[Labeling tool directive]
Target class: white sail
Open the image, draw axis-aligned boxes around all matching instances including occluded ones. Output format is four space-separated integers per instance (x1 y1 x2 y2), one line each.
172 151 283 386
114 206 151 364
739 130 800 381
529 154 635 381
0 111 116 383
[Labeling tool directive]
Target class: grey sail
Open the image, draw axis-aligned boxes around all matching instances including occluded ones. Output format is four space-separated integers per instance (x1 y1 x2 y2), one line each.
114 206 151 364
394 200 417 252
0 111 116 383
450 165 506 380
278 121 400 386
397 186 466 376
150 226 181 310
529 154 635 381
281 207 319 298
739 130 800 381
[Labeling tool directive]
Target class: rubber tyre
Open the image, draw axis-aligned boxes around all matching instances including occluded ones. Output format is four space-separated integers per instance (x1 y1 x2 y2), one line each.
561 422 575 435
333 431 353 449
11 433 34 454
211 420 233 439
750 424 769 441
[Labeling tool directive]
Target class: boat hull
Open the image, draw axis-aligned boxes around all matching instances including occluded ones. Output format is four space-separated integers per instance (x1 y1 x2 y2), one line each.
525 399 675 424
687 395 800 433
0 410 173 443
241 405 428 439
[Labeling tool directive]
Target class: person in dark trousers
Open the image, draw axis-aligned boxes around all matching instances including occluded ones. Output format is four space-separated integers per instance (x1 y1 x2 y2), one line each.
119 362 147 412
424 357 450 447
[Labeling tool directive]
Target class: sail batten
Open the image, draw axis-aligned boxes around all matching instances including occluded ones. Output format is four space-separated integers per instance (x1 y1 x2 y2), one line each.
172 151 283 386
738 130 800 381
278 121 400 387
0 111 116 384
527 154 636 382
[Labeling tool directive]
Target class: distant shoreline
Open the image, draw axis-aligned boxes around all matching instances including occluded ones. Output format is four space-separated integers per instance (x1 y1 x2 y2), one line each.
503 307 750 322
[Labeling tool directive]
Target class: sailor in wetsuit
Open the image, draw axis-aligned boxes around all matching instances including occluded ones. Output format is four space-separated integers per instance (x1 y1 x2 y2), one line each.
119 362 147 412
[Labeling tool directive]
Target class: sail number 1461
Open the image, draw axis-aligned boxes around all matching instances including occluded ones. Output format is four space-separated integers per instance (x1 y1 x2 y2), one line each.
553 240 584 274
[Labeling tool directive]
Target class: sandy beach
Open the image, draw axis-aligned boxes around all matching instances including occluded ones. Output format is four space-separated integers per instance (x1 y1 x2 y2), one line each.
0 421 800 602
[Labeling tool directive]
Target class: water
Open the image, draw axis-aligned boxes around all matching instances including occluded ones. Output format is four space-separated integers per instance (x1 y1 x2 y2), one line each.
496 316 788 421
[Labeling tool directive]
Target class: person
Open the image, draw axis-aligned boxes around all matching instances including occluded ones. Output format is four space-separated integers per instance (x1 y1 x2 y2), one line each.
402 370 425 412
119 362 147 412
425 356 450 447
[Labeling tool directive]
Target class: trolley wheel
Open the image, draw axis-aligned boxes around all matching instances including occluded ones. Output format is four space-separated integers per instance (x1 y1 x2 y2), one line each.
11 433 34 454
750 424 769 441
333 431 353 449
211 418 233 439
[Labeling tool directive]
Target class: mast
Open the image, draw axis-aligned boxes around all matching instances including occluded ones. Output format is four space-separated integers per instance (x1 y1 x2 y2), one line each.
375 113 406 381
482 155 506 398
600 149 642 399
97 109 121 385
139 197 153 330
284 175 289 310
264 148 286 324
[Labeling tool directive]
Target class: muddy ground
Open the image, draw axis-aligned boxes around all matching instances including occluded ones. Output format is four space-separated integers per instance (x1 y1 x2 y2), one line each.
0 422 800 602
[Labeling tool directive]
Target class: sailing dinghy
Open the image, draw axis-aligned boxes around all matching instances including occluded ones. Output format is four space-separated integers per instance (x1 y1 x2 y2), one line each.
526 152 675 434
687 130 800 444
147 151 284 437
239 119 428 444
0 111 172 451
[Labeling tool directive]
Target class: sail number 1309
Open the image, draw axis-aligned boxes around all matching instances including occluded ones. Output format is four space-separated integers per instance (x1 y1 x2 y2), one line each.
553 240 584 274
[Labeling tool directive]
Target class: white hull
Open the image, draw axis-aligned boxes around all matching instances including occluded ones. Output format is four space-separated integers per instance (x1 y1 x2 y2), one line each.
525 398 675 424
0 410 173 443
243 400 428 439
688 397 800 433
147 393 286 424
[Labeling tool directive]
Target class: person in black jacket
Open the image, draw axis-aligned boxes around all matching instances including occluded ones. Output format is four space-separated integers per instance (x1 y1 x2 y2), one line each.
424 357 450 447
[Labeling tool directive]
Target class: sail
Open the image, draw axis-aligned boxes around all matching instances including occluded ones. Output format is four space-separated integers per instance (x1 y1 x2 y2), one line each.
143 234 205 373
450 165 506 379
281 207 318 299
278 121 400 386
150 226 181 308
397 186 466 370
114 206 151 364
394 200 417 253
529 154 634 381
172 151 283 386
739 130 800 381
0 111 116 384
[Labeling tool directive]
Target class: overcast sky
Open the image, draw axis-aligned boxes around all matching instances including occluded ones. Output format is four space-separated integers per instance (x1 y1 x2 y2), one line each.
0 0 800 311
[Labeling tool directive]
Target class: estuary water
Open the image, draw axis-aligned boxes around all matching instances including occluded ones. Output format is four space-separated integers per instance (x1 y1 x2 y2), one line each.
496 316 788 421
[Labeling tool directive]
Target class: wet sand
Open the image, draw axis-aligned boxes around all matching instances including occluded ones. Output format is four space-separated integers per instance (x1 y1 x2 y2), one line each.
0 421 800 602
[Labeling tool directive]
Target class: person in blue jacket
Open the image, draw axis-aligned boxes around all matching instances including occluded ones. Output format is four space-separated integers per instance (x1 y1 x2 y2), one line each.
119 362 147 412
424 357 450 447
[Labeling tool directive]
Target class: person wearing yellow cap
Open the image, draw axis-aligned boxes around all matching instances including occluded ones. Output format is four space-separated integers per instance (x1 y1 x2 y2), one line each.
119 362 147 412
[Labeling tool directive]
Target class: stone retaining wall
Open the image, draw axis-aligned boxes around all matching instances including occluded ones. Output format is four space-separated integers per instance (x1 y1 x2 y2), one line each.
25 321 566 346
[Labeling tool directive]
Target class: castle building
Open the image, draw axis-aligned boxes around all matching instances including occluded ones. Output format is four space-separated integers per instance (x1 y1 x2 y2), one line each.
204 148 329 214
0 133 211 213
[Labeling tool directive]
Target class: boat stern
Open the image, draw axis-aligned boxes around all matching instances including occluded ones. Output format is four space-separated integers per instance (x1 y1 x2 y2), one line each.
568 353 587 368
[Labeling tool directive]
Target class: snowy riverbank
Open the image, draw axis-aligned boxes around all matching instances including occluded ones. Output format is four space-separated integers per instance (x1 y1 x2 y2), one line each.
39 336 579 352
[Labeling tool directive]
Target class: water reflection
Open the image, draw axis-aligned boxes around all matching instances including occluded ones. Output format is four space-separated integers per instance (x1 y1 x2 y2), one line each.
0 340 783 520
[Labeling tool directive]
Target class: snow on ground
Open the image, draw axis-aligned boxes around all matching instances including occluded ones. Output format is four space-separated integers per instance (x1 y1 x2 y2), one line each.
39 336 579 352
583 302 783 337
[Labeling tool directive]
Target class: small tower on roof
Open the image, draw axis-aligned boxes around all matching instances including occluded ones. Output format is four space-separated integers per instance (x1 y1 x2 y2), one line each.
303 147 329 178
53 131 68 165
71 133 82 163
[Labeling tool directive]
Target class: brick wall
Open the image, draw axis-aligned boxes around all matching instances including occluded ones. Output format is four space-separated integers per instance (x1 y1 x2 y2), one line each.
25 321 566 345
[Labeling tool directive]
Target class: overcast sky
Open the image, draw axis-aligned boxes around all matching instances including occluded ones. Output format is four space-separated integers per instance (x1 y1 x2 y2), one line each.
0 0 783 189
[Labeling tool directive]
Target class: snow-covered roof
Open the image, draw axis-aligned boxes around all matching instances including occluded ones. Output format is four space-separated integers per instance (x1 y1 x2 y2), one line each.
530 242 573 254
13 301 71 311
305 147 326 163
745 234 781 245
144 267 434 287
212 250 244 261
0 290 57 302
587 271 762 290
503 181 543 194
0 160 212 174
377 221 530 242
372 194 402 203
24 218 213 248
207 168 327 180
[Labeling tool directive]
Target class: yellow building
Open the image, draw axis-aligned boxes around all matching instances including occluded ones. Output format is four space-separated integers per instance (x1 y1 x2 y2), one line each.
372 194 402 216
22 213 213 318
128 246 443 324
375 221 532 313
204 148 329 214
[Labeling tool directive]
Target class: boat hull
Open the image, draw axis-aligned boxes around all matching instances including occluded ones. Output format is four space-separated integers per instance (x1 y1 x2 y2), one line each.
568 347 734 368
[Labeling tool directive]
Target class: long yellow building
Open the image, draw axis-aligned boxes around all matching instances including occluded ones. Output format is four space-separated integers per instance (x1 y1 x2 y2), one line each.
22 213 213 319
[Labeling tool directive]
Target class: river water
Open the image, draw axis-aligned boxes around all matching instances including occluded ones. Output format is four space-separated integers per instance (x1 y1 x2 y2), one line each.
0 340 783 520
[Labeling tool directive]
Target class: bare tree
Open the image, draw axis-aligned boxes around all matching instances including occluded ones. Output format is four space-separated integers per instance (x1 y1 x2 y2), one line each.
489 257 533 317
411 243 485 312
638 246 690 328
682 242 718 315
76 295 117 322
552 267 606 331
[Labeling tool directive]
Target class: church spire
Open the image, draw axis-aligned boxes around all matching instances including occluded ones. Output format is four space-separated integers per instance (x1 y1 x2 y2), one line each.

※ ※ ※

EXERCISE: Count the lines in the rows above that contain the word "person". Give only the number.

FINAL RESULT: 5